* _EXERCISE_:
Scan the data below for the string "tree". Copy every line where it appears.

* _MATERIAL TO PROCESS_:
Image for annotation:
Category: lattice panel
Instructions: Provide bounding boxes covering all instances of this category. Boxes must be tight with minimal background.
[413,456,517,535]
--
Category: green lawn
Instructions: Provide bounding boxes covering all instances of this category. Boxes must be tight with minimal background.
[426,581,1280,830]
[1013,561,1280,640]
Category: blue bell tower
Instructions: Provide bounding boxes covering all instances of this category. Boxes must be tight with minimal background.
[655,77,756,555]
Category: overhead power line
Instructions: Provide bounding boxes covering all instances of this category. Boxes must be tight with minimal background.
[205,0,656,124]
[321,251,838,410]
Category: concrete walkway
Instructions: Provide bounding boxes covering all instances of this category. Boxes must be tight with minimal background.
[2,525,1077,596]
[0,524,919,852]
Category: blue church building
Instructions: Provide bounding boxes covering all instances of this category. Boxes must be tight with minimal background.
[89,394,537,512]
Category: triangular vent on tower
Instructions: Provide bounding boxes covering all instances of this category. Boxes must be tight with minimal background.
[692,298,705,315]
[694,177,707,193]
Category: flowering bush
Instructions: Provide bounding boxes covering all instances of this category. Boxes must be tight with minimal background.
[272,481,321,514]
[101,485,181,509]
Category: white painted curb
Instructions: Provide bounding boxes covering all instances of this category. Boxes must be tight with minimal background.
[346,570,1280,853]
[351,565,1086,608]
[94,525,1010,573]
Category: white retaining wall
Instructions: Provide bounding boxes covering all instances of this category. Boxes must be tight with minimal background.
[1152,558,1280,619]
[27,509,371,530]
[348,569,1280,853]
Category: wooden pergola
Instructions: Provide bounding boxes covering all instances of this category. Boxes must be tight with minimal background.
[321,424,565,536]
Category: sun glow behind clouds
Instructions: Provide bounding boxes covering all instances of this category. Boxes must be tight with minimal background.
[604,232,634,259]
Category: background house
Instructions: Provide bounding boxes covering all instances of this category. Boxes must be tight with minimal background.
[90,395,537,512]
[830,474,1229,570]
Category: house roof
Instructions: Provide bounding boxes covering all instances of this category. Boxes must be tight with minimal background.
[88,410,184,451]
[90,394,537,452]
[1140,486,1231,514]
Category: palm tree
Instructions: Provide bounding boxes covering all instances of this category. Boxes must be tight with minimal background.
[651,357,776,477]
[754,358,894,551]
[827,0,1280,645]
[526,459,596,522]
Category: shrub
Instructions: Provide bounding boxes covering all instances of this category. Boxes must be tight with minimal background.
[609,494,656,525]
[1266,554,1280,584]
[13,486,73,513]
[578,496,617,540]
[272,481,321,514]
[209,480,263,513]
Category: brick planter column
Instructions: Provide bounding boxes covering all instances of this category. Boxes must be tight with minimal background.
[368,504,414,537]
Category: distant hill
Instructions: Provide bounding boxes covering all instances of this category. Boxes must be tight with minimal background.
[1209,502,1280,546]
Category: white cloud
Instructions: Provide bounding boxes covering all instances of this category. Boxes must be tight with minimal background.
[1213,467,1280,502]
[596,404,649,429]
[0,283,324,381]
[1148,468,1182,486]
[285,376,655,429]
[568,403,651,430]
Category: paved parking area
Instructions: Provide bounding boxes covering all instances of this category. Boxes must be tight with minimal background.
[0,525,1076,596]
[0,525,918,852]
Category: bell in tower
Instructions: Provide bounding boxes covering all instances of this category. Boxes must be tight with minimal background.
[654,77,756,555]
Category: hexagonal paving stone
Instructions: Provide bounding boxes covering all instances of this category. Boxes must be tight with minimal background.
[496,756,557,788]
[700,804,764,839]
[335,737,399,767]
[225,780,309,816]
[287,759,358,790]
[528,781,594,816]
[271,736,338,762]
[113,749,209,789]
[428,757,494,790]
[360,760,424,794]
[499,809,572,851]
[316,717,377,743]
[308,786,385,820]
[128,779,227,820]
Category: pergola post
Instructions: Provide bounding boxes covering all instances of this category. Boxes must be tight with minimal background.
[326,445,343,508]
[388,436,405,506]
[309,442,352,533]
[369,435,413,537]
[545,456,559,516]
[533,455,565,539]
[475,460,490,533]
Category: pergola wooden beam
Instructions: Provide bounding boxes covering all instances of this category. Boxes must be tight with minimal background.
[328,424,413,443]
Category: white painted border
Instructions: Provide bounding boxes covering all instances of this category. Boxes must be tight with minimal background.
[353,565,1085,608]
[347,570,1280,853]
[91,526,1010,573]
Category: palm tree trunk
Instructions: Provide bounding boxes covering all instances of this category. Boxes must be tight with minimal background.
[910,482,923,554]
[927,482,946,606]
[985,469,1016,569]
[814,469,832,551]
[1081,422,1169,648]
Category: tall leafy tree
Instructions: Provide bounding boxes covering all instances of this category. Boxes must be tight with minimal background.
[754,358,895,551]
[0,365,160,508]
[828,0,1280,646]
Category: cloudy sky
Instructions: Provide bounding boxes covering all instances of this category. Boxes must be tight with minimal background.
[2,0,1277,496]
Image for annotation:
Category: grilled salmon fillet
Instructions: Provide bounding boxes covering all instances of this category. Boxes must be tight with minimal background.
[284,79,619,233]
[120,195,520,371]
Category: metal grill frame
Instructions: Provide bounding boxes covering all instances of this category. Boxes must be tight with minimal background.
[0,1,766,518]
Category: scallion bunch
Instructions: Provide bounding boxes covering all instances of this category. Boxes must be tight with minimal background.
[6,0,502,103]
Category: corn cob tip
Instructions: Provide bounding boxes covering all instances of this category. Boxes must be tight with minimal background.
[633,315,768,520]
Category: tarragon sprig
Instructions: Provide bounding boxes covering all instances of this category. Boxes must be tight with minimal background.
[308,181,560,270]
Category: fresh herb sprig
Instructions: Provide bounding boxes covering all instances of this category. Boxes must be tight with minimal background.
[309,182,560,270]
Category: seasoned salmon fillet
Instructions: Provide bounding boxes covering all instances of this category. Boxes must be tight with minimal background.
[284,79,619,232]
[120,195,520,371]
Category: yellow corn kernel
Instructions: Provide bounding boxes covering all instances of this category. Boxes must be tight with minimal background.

* _EXERCISE RESPONSE_:
Category: palm tree
Category: palm tree trunk
Category: tall leafy tree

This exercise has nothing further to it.